-- Start of Input material --

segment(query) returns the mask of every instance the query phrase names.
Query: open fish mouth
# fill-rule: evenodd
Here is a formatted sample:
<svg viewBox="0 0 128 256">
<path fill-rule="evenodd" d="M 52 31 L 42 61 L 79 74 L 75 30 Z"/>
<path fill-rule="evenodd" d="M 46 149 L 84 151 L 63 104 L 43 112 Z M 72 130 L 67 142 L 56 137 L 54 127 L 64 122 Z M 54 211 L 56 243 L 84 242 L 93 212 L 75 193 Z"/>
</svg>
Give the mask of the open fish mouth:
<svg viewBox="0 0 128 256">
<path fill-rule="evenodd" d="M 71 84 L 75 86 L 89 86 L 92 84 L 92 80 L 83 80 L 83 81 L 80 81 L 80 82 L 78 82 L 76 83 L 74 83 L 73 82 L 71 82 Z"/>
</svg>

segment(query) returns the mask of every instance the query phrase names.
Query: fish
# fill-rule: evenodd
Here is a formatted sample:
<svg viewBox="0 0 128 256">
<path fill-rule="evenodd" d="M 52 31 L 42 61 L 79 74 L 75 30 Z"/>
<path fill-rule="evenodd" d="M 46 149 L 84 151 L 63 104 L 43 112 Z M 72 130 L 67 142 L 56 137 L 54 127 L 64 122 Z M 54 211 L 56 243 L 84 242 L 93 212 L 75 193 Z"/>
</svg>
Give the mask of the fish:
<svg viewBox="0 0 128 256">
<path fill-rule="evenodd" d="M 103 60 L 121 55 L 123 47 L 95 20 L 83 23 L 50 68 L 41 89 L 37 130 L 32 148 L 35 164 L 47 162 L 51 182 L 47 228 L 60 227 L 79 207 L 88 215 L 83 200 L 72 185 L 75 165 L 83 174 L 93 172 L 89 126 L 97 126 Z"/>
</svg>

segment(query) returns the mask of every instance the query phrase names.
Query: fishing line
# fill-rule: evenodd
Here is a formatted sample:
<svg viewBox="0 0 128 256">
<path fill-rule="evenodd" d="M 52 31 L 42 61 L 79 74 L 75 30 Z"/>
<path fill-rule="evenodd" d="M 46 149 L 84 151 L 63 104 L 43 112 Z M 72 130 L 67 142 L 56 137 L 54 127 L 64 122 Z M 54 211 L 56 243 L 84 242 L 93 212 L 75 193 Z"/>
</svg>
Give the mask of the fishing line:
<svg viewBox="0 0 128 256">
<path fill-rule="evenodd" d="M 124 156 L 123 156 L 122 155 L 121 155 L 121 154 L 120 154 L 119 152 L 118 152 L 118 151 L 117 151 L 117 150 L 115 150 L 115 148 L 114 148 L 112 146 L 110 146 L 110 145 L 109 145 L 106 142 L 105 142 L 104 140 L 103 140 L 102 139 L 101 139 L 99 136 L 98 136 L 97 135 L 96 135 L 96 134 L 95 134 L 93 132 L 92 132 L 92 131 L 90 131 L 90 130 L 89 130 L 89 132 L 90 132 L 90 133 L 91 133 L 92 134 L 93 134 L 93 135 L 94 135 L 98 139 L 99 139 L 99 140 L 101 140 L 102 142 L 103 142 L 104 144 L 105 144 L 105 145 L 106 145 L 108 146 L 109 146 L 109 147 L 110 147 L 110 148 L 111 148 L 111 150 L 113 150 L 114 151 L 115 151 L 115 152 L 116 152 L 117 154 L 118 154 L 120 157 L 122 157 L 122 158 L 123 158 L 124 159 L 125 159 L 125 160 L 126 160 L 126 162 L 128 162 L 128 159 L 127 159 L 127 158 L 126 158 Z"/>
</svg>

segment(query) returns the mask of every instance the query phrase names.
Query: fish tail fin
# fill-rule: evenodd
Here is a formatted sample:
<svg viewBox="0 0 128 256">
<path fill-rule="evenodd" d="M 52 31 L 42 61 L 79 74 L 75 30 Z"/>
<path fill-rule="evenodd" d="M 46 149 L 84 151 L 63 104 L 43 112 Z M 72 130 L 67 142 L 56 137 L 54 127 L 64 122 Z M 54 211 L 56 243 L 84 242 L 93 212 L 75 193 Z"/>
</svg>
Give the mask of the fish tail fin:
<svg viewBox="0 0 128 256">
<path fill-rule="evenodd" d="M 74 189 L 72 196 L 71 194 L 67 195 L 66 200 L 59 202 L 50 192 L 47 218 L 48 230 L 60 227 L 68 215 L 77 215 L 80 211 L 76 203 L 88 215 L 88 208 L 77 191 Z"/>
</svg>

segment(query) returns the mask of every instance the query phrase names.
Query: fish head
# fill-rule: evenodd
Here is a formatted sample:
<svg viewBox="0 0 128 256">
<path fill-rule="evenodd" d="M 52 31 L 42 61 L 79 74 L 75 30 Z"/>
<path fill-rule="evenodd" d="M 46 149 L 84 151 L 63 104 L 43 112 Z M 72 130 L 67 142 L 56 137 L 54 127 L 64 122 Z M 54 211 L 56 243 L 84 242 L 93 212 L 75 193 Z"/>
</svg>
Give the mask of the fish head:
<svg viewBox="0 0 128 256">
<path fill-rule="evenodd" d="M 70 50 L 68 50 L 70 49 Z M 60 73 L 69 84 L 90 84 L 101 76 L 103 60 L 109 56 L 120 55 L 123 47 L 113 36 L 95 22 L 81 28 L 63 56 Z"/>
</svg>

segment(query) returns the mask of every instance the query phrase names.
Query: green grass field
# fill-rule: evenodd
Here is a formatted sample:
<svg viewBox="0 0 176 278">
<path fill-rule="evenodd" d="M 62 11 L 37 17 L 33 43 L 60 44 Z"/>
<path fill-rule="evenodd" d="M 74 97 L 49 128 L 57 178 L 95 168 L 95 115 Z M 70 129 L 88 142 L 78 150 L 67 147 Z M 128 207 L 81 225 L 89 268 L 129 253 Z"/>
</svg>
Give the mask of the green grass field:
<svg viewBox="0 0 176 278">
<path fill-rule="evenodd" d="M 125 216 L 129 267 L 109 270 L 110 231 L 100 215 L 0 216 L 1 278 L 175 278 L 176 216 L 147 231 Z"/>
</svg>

-- End of Input material --

**Task description**
Copy out each line of the listing that contains the string "open".

**Answer for this exercise**
Query: open fish mouth
Give the mask of the open fish mouth:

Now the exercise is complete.